Input material —
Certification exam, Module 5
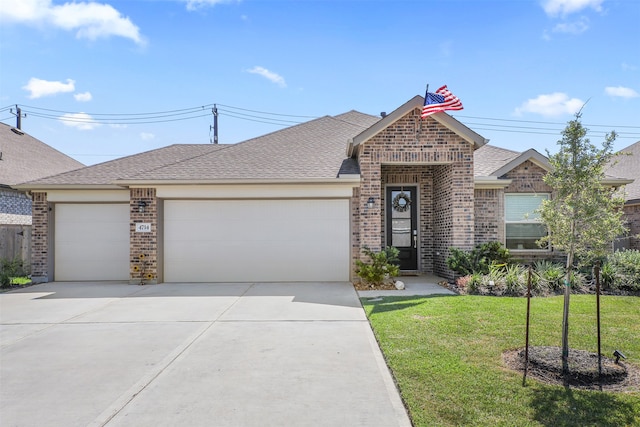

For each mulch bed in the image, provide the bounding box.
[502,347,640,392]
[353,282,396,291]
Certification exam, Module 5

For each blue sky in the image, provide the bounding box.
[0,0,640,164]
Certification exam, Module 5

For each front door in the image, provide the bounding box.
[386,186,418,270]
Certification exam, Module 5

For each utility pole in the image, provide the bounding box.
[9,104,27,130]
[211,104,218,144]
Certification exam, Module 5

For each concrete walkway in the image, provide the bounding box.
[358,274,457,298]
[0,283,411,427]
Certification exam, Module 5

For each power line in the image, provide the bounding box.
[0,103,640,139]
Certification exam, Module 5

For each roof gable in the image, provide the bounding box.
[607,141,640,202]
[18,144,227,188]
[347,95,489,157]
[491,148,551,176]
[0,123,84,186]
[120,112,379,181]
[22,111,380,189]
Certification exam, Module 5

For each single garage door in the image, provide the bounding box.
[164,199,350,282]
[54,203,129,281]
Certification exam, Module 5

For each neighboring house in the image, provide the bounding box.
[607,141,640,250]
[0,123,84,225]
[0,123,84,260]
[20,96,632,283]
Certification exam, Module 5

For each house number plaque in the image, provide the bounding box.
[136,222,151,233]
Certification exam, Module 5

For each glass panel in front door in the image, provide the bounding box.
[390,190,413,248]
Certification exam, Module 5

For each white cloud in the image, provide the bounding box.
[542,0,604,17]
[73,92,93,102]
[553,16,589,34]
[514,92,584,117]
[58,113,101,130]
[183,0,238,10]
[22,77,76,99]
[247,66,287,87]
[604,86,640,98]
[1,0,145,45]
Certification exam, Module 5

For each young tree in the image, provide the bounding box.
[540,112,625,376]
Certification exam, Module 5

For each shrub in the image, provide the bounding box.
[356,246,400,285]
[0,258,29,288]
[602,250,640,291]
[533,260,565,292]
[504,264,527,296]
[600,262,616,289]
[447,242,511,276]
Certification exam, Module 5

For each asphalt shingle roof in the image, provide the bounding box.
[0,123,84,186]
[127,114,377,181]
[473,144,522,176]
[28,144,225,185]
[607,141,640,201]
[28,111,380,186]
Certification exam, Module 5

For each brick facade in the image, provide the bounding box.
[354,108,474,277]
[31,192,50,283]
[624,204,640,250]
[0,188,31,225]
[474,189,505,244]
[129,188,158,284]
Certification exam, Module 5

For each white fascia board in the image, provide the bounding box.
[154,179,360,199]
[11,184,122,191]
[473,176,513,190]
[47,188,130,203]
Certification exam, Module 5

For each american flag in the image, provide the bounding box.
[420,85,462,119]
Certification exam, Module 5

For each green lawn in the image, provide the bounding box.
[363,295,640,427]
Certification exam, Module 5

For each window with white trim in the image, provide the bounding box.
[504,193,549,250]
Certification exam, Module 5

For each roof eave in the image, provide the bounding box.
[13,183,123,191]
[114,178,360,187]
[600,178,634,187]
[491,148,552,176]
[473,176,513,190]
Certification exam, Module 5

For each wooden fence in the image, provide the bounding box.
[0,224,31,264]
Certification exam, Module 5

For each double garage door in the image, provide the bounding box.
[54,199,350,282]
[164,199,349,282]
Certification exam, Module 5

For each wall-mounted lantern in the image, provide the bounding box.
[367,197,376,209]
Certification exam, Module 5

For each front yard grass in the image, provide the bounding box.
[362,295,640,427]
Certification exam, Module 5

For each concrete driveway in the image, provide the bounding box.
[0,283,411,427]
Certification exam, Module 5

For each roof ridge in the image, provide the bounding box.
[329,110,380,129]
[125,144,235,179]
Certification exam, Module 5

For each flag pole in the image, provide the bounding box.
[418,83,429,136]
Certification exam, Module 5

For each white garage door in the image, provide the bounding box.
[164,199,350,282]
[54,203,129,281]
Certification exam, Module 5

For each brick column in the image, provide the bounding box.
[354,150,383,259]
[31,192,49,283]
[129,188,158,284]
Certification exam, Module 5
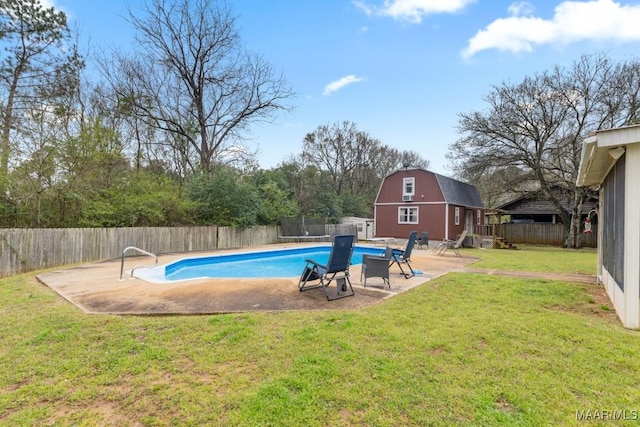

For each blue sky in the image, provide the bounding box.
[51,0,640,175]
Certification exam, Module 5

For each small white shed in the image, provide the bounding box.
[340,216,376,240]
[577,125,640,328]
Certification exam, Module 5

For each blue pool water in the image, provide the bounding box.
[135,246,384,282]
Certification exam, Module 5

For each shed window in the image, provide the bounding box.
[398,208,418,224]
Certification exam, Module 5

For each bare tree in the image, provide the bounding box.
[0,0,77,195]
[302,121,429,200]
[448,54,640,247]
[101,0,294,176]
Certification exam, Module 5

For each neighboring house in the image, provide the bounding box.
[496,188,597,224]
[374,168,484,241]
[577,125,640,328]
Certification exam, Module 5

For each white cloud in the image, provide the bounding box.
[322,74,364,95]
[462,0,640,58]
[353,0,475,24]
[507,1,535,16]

Given task —
Return every one of the entries above word for word, leaving out the pictures.

Problem solution —
Certification exam, Module 5

For each mulch bed in the image, provide the bounding box.
[502,347,640,392]
[353,282,396,291]
Certification exam, Module 5

For each blue sky in the image, provide the bounding box.
[0,0,640,164]
Certification exam, Module 5

For each front door in the image, provide the bounding box.
[386,186,418,270]
Certification exam, Module 5

For each utility pole in the image, provide the bounding box.
[9,104,27,130]
[211,104,218,144]
Certification exam, Module 5

For each concrete walkway in the image, provide the bounding box.
[358,274,457,298]
[0,283,411,427]
Certification exam, Module 5

For each power line in the image, provide the bounding box.
[0,103,640,139]
Certification exam, Module 5

For each roof gable in the image, provide the bounding box.
[607,141,640,202]
[18,144,227,188]
[347,95,489,157]
[491,148,551,176]
[0,123,84,186]
[120,112,379,181]
[22,111,380,189]
Certification exam, Module 5

For each single garage door in the image, provide the bounding box.
[164,199,350,282]
[54,203,129,281]
Certification exam, Module 5

For each neighboring house in the image, provide the bounding box.
[607,141,640,250]
[0,123,84,225]
[0,123,84,260]
[20,96,632,283]
Certification exam, Module 5

For each house number plaque in the image, provide the bounding box.
[136,222,151,233]
Certification exam, Module 5

For each glass panel in front door in the image, provide the bounding box.
[390,190,413,248]
Certification exam, Module 5

For each white cloud in the image, provide the bounding box.
[542,0,604,17]
[73,92,93,102]
[553,16,589,34]
[514,92,584,117]
[58,113,101,130]
[183,0,238,10]
[22,77,76,99]
[247,66,287,87]
[604,86,640,98]
[1,0,145,45]
Certification exam, Module 5

For each young tree in the image, provide the bounding box.
[540,112,625,376]
Certification exam, Module 5

For each shrub in the image, provide the bounding box.
[356,246,400,285]
[0,258,29,288]
[602,250,640,291]
[533,260,565,292]
[504,264,527,296]
[600,262,616,289]
[447,242,511,276]
Certification exam, Module 5

For each asphalt shingle roof in the image, provide the bounding box.
[0,123,84,186]
[127,114,377,181]
[473,144,522,176]
[28,144,225,185]
[607,141,640,201]
[28,111,380,186]
Certification exam, Module 5

For each brick facade in the image, provide the bounding box.
[354,108,474,277]
[31,192,50,283]
[624,204,640,250]
[0,188,31,225]
[474,189,505,244]
[129,188,158,284]
Certification exam, Module 5

For each white fascia board in the image, provide the bounding box.
[154,179,360,199]
[11,184,122,191]
[473,176,513,190]
[47,188,130,203]
Certification exam, Module 5

For each american flag in the image, provide the bounding box.
[420,85,462,119]
Certification exam, Module 5

For each green lawn in the image, provide the bounding box.
[363,295,640,427]
Certification exam, Module 5

For each window with white trim in the image, provide the bounding box.
[504,193,549,250]
Certification exam, Module 5

For each roof eave in the image, provide the bounding box.
[13,183,123,191]
[114,178,360,187]
[600,178,634,187]
[491,148,552,176]
[473,176,513,190]
Certification exam, Module 5

For each wooden fence in the image, provide the bounding box.
[0,224,31,264]
Certification exam, Module 5

For each double garage door in the image, provide the bounding box.
[54,199,350,282]
[164,199,349,282]
Certification exam, Module 5

For each wall-mounted lantern in the image, provide the bounding box.
[367,197,376,209]
Certification exam, Module 5

For each front yard grass in the image, provide the bounding box.
[362,295,640,427]
Certification exam, Module 5

For each concrete driveway in the image, provide the bounding box.
[0,283,411,427]
Certification exam, Module 5

For each roof ridge in the image, provide the bounding box.
[329,110,380,129]
[125,144,235,179]
Certification exam, Module 5

For each flag pole in the image, provide the bounding box.
[418,83,429,136]
Certification exam, Module 5

For each white garage door in the image, provide the bounding box.
[164,199,350,282]
[54,203,129,281]
Certification exam, Module 5

For each brick column in the image, provide the bounding box.
[354,150,383,259]
[31,192,49,283]
[129,188,158,284]
Certification exam, Module 5

For each blue sky in the image, provide the bounding box.
[51,0,640,175]
Certification exam, Module 5

For each small white shed in the image, provide the bounding box.
[340,216,376,240]
[577,125,640,328]
Certification exam, Module 5

For each blue pool water in the image, provide the bounding box.
[135,246,384,282]
Certification exam, Module 5

For each shed window in the image, provide the bounding box.
[398,208,418,224]
Certification exam, Module 5

For each bare tree in the image, provide the bounding box.
[0,0,77,195]
[302,121,429,200]
[448,54,640,247]
[101,0,294,176]
Certification exam, Module 5

For each neighboring house in the image, provide the bounding box.
[496,188,597,224]
[374,168,484,241]
[577,125,640,328]
Certification exam, Module 5

For each white cloud in the image, provide the bounding box.
[322,74,364,95]
[462,0,640,58]
[353,0,475,24]
[507,1,535,16]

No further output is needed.